**WORK TASK**
Find "target: purple flower" and "Trace the outline of each instance of the green" in the records below. Copy the lines holding them and every line between, exactly, and no others.

Stored data
──────────────────────────────

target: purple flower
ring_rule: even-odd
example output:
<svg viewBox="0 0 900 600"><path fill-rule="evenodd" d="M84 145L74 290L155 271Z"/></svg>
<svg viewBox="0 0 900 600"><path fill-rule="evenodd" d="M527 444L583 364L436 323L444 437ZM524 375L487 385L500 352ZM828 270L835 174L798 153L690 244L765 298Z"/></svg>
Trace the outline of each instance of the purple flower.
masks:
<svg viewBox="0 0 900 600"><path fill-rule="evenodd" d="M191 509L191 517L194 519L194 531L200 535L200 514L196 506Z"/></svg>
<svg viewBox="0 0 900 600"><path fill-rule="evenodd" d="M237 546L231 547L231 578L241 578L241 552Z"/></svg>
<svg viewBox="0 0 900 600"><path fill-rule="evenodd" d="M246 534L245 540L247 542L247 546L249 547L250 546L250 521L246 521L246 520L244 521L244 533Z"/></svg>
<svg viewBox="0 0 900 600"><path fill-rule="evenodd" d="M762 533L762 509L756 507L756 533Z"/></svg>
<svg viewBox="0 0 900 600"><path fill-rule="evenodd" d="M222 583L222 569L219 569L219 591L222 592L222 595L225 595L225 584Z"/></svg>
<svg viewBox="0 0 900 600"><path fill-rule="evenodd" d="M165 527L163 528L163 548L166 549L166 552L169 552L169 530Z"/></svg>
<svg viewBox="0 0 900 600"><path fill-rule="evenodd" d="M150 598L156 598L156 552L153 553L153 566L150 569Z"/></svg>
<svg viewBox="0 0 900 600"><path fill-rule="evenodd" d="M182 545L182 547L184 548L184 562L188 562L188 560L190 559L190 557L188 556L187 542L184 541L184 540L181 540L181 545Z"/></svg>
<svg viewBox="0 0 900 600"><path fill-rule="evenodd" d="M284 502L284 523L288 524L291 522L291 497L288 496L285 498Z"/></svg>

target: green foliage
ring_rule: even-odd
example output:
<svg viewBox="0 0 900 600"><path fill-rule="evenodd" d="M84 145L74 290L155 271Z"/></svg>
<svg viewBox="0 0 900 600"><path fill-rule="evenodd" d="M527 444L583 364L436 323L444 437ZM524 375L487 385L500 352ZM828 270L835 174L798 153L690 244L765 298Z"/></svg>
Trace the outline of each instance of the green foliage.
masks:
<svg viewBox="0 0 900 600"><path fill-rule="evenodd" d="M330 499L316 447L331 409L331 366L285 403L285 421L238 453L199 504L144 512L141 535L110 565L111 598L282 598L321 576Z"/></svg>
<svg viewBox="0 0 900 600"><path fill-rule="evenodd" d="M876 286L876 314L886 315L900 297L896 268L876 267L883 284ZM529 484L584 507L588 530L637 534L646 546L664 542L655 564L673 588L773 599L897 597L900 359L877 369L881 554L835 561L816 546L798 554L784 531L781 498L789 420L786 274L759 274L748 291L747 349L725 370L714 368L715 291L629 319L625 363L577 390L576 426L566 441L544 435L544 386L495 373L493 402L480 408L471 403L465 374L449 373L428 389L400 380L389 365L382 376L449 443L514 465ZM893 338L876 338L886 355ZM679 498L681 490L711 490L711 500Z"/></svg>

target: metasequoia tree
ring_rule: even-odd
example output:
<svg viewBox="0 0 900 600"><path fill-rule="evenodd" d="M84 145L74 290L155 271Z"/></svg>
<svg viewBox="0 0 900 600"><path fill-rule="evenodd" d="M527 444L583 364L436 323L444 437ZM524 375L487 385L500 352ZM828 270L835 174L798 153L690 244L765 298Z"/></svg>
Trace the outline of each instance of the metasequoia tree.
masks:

──────────────────────────────

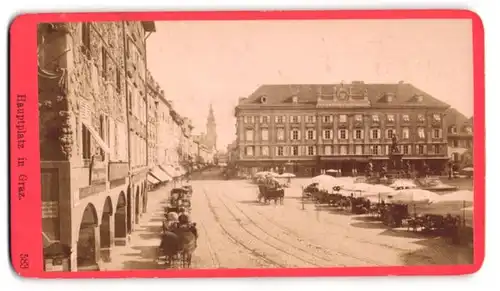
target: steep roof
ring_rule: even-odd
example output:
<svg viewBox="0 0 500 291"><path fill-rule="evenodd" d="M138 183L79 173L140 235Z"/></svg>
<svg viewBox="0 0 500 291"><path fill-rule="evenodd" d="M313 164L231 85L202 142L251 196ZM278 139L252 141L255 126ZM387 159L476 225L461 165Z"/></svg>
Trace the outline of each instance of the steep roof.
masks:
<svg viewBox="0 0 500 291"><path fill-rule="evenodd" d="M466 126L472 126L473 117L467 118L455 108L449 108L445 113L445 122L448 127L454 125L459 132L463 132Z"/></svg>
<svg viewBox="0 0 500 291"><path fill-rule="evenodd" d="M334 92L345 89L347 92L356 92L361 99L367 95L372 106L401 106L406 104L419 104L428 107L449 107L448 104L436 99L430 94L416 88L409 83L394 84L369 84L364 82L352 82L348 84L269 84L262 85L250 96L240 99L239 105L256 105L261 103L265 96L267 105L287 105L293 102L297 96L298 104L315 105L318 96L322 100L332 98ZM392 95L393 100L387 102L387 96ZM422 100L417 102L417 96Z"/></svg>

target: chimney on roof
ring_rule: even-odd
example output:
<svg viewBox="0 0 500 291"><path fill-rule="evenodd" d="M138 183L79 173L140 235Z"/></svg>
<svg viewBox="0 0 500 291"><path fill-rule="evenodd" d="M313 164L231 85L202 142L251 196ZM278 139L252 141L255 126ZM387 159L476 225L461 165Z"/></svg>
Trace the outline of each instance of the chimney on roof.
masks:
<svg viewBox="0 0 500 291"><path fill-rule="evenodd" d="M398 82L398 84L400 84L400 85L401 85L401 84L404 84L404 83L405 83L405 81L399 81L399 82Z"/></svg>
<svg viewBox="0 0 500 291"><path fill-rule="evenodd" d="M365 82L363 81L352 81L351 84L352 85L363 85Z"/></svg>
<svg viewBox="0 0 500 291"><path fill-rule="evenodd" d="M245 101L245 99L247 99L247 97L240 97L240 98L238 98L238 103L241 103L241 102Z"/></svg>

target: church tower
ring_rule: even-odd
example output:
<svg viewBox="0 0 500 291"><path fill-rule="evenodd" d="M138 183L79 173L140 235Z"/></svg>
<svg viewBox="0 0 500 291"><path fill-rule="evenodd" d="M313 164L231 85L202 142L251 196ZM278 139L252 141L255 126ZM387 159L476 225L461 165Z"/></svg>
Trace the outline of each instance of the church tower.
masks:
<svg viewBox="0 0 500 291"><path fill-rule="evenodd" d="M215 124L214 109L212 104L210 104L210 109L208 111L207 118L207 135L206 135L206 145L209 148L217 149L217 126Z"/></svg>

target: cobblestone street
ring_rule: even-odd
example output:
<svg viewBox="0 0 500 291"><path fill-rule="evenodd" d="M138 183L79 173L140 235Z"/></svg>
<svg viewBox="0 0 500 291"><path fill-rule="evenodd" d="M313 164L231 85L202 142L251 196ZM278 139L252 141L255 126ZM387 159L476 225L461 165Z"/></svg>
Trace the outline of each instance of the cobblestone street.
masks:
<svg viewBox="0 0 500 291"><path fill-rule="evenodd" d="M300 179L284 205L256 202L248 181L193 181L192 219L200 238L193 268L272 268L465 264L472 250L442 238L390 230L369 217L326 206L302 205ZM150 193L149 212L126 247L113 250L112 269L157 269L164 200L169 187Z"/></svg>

──────────────────────────────

**ANSWER TO THIS EXERCISE**
target: purple flower
ring_rule: even-odd
example output:
<svg viewBox="0 0 900 600"><path fill-rule="evenodd" d="M84 145L74 290L155 271Z"/></svg>
<svg viewBox="0 0 900 600"><path fill-rule="evenodd" d="M527 444L583 364L436 323L444 437ZM524 375L487 385L500 352ZM828 270L835 174L798 153L690 244L765 298Z"/></svg>
Trace the outline of each instance of the purple flower.
masks:
<svg viewBox="0 0 900 600"><path fill-rule="evenodd" d="M191 509L191 517L194 519L194 531L200 535L200 514L196 506Z"/></svg>
<svg viewBox="0 0 900 600"><path fill-rule="evenodd" d="M237 546L231 547L231 578L241 578L241 552Z"/></svg>
<svg viewBox="0 0 900 600"><path fill-rule="evenodd" d="M246 534L245 540L247 542L247 546L249 547L250 546L250 521L246 521L246 520L244 521L244 533Z"/></svg>
<svg viewBox="0 0 900 600"><path fill-rule="evenodd" d="M762 533L762 509L756 507L756 533Z"/></svg>
<svg viewBox="0 0 900 600"><path fill-rule="evenodd" d="M222 583L222 569L219 569L219 591L222 592L222 595L225 595L225 584Z"/></svg>
<svg viewBox="0 0 900 600"><path fill-rule="evenodd" d="M165 527L163 528L163 548L166 549L166 552L169 552L169 530Z"/></svg>
<svg viewBox="0 0 900 600"><path fill-rule="evenodd" d="M150 598L156 598L156 552L153 553L153 566L150 569Z"/></svg>
<svg viewBox="0 0 900 600"><path fill-rule="evenodd" d="M182 545L182 547L184 548L184 562L188 562L188 560L190 559L190 557L188 556L187 542L184 541L184 540L181 540L181 545Z"/></svg>
<svg viewBox="0 0 900 600"><path fill-rule="evenodd" d="M284 502L284 523L288 524L291 522L291 497L288 496L285 498Z"/></svg>

target: green foliage
ring_rule: even-odd
example output:
<svg viewBox="0 0 900 600"><path fill-rule="evenodd" d="M84 145L74 290L155 271Z"/></svg>
<svg viewBox="0 0 900 600"><path fill-rule="evenodd" d="M527 444L583 364L436 323L444 437ZM524 375L487 385L500 352ZM828 270L835 174L798 153L690 244L765 298Z"/></svg>
Trace the outline of each instance of the green foliage.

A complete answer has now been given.